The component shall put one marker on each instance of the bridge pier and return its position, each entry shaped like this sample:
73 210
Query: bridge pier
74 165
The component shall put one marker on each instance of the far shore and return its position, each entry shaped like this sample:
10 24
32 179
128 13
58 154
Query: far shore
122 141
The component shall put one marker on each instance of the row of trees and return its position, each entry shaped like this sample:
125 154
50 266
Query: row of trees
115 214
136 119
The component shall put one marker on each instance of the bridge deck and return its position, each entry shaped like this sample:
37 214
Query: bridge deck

---

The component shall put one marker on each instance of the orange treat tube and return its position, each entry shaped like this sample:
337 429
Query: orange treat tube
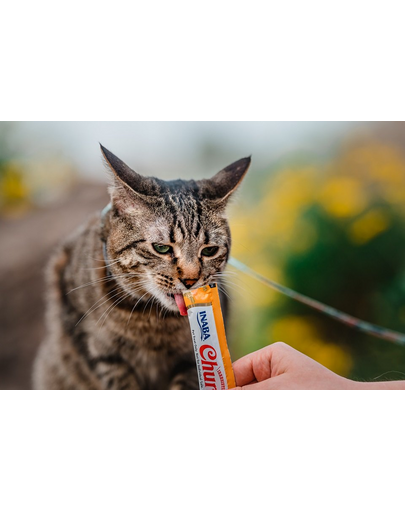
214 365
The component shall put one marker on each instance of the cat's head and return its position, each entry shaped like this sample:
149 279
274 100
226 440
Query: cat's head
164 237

• WHAT YOU ARE ASKED TO DO: The expected output is every line from the material above where "deck" can be found.

• TASK ANSWER:
The component shall put one marker on each instance of the bridge deck and return its position, each entry shaped like this sample:
Query: bridge deck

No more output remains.